▸ Dataset excerpts
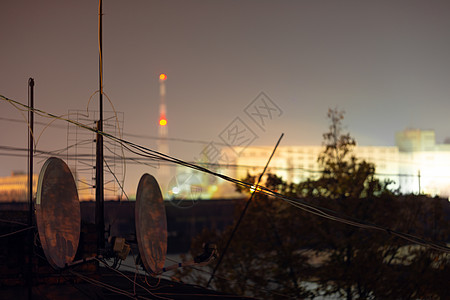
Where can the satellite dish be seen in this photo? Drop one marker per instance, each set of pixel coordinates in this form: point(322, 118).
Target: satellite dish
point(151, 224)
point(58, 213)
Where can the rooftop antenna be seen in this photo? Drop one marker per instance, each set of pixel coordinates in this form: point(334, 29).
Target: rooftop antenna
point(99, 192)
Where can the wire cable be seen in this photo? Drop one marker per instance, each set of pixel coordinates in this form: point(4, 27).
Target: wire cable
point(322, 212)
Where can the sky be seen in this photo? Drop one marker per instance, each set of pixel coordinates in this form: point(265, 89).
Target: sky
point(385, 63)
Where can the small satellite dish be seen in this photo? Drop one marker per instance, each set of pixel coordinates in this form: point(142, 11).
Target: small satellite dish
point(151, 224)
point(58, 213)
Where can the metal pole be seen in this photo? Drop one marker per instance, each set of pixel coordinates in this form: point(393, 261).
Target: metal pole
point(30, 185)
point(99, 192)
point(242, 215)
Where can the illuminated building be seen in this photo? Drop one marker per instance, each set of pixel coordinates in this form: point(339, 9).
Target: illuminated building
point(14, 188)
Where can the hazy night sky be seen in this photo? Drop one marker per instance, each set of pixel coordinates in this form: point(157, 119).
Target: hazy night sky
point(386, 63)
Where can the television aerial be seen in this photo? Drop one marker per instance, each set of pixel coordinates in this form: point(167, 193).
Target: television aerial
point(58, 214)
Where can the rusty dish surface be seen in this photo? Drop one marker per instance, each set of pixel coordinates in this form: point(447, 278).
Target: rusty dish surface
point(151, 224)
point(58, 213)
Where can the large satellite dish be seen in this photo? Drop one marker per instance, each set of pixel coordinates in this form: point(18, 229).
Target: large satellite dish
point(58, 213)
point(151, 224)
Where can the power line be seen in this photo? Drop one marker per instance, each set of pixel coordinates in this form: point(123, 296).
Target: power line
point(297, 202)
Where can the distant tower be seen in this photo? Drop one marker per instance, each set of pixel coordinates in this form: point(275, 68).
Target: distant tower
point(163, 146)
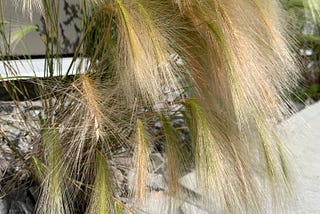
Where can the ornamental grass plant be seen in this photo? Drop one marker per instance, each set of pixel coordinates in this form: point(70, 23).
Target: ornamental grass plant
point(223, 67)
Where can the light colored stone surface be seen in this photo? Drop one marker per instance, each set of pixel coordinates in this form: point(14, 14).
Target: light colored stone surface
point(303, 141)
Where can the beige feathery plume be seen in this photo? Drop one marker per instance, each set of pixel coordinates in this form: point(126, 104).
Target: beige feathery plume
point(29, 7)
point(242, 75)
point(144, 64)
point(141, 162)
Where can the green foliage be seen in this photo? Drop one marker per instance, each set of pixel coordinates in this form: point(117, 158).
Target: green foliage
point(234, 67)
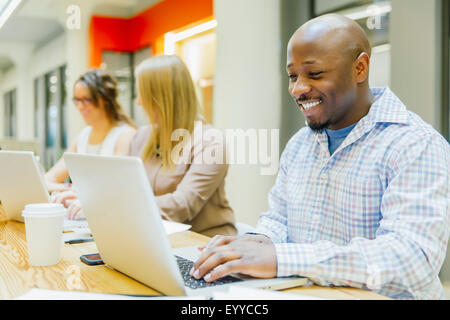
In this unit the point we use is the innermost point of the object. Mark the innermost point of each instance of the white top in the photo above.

* * *

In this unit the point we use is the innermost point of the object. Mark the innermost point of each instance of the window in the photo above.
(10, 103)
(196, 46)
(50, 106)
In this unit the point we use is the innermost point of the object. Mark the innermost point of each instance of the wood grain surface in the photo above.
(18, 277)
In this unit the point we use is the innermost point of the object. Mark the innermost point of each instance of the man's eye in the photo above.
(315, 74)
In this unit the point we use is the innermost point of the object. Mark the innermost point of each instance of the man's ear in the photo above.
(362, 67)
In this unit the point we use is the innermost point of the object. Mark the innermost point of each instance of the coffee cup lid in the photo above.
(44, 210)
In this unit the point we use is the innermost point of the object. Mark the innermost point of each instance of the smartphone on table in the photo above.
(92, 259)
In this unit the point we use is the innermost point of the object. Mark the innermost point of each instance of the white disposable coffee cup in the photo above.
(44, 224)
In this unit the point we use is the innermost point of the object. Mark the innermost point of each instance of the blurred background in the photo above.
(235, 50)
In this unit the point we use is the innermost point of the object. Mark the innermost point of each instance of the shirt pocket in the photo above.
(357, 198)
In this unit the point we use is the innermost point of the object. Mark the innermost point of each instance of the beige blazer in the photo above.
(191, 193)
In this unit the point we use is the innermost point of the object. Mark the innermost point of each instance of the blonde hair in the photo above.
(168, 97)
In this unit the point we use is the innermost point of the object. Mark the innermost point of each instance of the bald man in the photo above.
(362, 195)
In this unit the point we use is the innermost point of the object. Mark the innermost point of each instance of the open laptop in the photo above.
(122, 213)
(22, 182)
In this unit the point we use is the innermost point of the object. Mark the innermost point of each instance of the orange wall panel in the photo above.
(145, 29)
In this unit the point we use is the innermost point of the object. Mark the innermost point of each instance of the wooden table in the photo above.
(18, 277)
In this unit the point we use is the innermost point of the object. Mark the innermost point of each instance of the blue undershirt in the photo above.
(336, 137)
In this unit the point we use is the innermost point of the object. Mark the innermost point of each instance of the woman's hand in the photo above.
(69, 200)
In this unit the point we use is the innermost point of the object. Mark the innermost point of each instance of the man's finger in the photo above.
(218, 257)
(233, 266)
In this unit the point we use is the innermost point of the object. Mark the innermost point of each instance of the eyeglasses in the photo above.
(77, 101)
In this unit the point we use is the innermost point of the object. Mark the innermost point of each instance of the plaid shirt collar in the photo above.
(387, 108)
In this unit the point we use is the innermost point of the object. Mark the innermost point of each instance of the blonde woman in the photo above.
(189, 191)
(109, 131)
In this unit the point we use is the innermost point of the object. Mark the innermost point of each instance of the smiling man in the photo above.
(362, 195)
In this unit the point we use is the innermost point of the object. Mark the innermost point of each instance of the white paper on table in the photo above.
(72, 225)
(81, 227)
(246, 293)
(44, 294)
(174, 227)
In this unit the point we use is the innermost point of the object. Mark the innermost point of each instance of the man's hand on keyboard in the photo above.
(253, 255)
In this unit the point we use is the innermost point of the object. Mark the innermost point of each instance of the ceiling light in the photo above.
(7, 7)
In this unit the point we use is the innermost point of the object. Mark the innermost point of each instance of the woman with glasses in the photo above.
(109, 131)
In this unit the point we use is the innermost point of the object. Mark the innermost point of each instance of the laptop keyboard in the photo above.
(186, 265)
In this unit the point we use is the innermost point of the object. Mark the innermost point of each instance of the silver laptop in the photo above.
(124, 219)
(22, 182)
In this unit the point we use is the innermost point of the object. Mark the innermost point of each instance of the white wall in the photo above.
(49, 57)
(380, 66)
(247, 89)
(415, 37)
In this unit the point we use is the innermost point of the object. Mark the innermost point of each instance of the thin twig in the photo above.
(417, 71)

▸ What is needed
Copy out the listing above from the line containing "Target: beige feathery plume" to the line containing "white top in the photo above.", both included, exactly as written and minus the images.

▸ Exercise solution
Target: beige feathery plume
point(29, 7)
point(242, 75)
point(144, 64)
point(141, 162)
Where can the green foliage be seen in this photo? Drop one marker per instance, each set of pixel coordinates in this form: point(117, 158).
Target: green foliage
point(234, 67)
In this unit the point we use is the innermost point of the object. Mark the innermost point of each instance of the white top in the photo above.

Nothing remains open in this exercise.